*WORK INSTRUCTIONS:*
[a] Answer these questions using the text on prostate conditions:
(i) Where in the body is the prostate gland located?
(ii) Changes in the levels of which hormone are believed to play a role in BPH?
(iii) What is the most common form of prostatitis?
[b] Copy out the stretch of the text on prostate conditions from "BPH is a non-cancerous" through "at night (nocturia)", word for word.

*SOURCE EXTRACT:*
Dr. Anil Sharma

Prostate Conditions

Prostate conditions refer to various medical issues that can affect the prostate gland, a small gland located below the bladder and in front of the rectum in males. The prostate gland plays a role in producing seminal fluid that nourishes and transports sperm. There are several prostate conditions, each with its own causes and characteristics.

Some common prostate conditions include:

Benign Prostatic Hyperplasia (BPH):

BPH is a non-cancerous enlargement of the prostate gland that commonly occurs as men age. As the prostate gland grows, it can squeeze the urethra, leading to urinary symptoms such as:

Frequent urination, especially at night (nocturia)

Weak urine flow

Difficulty starting or stopping urination

Incomplete emptying of the bladder

The exact cause of BPH is not fully understood, but age-related hormonal changes, particularly changes in levels of dihydrotestosterone (DHT), are believed to play a role.


Prostatitis refers to inflammation of the prostate gland.

It can be caused by various factors, including:

Bacterial infection: Acute bacterial prostatitis is caused by a bacterial infection of the prostate gland. Chronic bacterial prostatitis involves recurrent or persistent infections.

Non-bacterial causes: Chronic pelvic pain syndrome (CPPS) is the most common form of prostatitis and is not associated with bacterial infection. Its exact cause is unclear, but it may involve inflammation, nerve sensitivity, or muscle tension.

Prostate Cancer:

Prostate cancer occurs when abnormal cells in the prostate gland begin to grow uncontrollably. The exact cause of prostate cancer is unknown, but factors that may contribute include:

Age: Prostate cancer risk increases with age, especially after 50.

Family history: A family history of prostate cancer increases the risk.

Genetics: Certain gene mutations and variants may increase susceptibility.

Race and ethnicity: African-American men have a higher risk, and Asian-American and Hispanic/Latino men have a lower risk compared to white men.

Diet: Diets high in red meat and dairy and low in fruits and vegetables may increase risk.

Prostate Enlargement with Age:

As men age, it's common for the prostate gland to naturally enlarge, a condition known as age-related prostate enlargement. This is not the same as BPH, although the two conditions can coexist.

*PROVIDED MATERIAL:*
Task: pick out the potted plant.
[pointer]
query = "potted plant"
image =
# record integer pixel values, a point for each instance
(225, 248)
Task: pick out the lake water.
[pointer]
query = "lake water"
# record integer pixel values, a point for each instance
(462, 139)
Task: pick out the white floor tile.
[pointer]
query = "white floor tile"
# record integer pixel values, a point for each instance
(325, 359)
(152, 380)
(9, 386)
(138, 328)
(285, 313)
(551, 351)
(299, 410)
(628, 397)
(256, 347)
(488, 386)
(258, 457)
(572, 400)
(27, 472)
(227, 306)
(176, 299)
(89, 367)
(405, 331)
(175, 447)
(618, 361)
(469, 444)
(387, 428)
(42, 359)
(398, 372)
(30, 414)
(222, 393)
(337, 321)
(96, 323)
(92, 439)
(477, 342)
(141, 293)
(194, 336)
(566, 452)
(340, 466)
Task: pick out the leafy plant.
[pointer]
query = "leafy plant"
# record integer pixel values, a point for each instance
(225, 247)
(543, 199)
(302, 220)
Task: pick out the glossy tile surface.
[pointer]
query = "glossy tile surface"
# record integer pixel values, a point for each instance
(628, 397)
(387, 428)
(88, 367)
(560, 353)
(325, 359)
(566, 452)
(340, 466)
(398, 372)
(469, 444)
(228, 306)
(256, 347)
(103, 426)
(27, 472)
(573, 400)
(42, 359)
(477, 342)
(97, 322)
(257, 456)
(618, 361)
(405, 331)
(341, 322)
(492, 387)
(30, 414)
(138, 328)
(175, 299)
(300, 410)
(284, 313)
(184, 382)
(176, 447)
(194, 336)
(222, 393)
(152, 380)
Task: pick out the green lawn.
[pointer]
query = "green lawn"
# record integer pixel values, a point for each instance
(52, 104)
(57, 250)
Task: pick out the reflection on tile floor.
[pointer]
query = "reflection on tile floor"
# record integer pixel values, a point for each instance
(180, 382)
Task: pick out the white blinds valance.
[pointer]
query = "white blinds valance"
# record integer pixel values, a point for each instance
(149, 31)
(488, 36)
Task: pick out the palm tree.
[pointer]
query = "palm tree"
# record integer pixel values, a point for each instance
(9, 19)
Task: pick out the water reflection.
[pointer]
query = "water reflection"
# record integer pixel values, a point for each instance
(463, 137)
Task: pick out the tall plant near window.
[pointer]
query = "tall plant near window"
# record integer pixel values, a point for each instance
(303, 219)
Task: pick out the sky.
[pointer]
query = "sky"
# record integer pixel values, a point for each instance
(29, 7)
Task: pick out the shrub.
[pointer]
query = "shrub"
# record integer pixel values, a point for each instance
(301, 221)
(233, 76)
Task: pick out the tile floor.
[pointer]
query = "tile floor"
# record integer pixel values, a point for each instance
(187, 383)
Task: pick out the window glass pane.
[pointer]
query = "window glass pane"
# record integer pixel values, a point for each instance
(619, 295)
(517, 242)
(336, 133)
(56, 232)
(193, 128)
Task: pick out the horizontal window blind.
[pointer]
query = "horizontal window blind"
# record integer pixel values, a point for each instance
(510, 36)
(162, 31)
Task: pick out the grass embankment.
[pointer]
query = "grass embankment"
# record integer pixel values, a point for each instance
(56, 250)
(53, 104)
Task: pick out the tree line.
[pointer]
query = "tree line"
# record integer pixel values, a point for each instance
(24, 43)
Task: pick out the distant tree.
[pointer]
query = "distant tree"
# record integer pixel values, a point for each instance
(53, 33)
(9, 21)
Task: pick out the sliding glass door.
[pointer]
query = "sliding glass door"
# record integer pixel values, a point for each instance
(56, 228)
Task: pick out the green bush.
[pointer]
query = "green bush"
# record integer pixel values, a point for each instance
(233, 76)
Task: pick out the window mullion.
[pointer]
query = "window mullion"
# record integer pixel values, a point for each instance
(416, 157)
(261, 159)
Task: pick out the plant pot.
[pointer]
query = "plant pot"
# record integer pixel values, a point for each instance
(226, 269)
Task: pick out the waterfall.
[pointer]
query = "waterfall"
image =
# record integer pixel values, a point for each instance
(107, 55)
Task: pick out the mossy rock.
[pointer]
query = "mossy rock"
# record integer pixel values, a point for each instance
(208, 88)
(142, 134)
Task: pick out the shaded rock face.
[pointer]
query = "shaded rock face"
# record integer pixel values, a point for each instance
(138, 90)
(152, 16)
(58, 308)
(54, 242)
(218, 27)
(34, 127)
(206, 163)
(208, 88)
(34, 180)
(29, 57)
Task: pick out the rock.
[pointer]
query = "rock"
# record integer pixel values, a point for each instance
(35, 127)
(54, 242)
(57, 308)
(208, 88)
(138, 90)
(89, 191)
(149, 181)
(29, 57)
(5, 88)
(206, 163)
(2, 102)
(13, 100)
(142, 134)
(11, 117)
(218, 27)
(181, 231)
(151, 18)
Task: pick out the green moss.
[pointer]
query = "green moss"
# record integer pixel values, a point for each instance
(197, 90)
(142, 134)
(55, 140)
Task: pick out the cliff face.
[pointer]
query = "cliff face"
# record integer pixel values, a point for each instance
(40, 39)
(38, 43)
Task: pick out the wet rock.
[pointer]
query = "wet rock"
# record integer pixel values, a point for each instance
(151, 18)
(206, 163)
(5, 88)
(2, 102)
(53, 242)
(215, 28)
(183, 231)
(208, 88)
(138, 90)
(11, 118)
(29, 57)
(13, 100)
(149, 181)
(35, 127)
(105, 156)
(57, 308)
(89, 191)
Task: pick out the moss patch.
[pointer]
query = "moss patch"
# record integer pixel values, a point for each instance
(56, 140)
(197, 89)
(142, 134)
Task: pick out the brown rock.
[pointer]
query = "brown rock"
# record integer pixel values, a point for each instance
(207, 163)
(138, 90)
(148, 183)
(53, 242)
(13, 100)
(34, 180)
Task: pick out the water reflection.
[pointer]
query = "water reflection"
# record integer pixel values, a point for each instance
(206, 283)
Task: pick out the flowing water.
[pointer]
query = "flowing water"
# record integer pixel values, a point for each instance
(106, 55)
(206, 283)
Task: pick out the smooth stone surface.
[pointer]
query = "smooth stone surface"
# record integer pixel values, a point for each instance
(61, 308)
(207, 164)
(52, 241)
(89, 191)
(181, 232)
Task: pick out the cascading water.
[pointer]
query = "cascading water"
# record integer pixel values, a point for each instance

*ANSWERS TO THIS EXERCISE:*
[a]
(i) Below the bladder and in front of the rectum.
(ii) Dihydrotestosterone (DHT).
(iii) Chronic pelvic pain syndrome (CPPS).

[b]
BPH is a non-cancerous enlargement of the prostate gland that commonly occurs as men age. As the prostate gland grows, it can squeeze the urethra, leading to urinary symptoms such as:

Frequent urination, especially at night (nocturia)